The task = Once the line containing "Provide the mask" has been written out, stop; until then, restate each line of the entries below word for word from the first.

Material for this task =
____
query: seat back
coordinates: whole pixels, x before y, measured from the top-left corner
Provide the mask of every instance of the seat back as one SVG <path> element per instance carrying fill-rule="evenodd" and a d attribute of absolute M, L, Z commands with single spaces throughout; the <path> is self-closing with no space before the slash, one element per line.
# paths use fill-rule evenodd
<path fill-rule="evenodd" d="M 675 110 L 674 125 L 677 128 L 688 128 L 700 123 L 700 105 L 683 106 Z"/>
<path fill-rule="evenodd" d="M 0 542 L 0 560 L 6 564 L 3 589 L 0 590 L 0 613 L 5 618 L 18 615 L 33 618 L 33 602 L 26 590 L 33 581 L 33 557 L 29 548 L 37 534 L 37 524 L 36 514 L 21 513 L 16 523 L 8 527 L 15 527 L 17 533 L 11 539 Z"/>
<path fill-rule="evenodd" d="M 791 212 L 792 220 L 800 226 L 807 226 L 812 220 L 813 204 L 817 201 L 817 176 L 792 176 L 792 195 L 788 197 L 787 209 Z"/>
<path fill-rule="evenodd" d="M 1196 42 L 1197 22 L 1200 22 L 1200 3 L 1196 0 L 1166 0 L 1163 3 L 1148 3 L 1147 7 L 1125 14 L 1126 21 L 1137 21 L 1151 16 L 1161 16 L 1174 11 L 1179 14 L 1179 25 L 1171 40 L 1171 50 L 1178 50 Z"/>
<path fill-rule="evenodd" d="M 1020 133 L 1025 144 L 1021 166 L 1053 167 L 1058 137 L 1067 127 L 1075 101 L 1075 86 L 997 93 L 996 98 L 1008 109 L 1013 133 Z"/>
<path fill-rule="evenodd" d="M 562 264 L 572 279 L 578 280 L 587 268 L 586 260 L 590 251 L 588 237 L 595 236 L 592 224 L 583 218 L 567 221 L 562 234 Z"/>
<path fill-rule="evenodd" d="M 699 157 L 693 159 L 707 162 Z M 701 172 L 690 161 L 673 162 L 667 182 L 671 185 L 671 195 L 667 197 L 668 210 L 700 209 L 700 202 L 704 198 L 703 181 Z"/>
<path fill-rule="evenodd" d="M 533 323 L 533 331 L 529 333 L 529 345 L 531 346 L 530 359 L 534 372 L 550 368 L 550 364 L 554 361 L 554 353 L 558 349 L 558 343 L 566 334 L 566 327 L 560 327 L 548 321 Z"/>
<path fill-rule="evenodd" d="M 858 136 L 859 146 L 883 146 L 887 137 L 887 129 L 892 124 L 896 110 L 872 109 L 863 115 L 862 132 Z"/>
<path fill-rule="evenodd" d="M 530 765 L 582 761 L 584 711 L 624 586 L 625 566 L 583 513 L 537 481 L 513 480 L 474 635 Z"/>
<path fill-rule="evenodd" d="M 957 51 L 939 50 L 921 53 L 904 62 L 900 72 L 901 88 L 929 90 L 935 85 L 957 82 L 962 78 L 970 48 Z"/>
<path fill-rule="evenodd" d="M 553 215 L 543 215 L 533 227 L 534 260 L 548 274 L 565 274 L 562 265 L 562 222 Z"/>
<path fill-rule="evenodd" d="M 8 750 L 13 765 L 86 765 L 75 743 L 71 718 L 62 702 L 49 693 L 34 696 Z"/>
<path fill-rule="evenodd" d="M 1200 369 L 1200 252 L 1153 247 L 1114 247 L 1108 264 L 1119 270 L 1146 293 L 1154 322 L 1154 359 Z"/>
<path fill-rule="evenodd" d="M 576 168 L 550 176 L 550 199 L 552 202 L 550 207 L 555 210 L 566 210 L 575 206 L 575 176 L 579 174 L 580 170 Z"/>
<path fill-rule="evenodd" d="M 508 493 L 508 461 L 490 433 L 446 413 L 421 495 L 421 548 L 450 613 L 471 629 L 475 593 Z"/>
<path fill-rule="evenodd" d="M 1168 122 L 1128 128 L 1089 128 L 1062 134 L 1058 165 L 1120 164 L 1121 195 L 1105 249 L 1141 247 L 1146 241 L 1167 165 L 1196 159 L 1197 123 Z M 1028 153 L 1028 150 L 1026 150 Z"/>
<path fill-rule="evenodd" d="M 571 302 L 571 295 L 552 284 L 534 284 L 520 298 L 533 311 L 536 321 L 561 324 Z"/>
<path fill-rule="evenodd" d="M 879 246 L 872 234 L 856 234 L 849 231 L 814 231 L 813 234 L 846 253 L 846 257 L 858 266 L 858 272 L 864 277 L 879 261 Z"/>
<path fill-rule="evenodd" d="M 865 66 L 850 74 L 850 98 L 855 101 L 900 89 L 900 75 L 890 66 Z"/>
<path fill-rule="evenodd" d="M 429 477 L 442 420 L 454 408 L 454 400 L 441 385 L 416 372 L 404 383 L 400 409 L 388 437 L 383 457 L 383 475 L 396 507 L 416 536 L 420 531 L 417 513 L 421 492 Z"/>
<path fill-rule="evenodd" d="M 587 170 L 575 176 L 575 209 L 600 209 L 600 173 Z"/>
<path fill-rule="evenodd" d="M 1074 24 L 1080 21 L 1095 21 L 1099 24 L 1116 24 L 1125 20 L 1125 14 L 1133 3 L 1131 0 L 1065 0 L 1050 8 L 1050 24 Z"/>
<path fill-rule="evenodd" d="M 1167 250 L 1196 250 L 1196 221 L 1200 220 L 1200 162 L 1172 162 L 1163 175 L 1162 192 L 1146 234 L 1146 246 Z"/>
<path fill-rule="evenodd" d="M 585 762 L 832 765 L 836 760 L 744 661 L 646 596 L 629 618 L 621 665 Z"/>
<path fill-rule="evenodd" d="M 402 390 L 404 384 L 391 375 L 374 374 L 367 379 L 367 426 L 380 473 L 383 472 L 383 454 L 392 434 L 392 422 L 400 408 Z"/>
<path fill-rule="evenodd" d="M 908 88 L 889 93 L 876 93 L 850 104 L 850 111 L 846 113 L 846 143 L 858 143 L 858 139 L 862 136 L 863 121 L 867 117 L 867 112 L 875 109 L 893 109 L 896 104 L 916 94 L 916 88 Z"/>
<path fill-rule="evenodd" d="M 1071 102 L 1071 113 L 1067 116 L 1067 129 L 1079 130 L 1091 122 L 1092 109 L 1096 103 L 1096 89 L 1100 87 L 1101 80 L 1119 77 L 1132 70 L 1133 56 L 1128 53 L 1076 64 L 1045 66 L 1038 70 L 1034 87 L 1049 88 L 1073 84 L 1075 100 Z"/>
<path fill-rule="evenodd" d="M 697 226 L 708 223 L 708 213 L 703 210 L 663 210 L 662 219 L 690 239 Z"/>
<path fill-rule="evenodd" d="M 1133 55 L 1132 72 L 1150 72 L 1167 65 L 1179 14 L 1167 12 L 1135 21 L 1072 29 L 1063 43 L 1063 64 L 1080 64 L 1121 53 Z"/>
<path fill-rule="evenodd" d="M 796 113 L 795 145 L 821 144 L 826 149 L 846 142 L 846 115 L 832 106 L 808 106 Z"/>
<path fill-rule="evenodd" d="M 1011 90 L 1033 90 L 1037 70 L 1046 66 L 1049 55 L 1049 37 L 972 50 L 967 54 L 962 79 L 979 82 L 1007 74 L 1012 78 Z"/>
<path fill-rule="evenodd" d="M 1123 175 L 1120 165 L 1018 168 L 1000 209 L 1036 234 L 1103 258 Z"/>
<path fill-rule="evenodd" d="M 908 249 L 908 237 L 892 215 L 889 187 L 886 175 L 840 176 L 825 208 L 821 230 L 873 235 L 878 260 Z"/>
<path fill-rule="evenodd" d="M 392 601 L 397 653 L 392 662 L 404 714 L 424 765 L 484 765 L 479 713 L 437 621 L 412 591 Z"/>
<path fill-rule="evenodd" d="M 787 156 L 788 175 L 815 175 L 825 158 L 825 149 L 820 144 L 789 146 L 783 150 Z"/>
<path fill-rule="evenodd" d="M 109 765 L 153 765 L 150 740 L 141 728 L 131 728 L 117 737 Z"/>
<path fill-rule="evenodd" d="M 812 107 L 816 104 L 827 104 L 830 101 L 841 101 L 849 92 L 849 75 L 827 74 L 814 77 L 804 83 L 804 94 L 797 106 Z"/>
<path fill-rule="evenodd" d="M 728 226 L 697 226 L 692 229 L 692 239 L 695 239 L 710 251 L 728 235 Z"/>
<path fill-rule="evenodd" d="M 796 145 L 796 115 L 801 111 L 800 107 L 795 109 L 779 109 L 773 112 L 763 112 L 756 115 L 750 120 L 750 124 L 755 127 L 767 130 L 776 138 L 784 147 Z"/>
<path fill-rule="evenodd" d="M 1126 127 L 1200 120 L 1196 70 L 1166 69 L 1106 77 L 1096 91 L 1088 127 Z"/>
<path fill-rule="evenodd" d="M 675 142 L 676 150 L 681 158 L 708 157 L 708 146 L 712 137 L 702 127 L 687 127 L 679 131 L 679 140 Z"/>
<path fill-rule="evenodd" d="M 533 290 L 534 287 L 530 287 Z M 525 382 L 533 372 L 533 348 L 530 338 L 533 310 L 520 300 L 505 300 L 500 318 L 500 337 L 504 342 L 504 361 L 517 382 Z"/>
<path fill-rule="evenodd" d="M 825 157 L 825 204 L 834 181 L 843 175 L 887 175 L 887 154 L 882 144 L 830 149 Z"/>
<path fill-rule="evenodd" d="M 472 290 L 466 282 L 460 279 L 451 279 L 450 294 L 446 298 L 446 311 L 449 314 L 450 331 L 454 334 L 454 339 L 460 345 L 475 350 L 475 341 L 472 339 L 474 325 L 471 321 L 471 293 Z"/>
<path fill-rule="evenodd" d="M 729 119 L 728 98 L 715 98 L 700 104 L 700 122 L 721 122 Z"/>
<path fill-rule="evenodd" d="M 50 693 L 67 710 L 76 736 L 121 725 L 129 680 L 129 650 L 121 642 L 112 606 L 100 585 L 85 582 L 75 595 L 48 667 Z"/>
____
Written answer =
query: seat back
coordinates: whole pixels, x before y, measured from the top-left corner
Provide the mask of every instance of the seat back as one SVG <path> element per instance carrying fill-rule="evenodd" and a d attribute of absolute M, L, Z commands with single spaces throughout; the <path> is self-closing with no space before the slash, one element per line.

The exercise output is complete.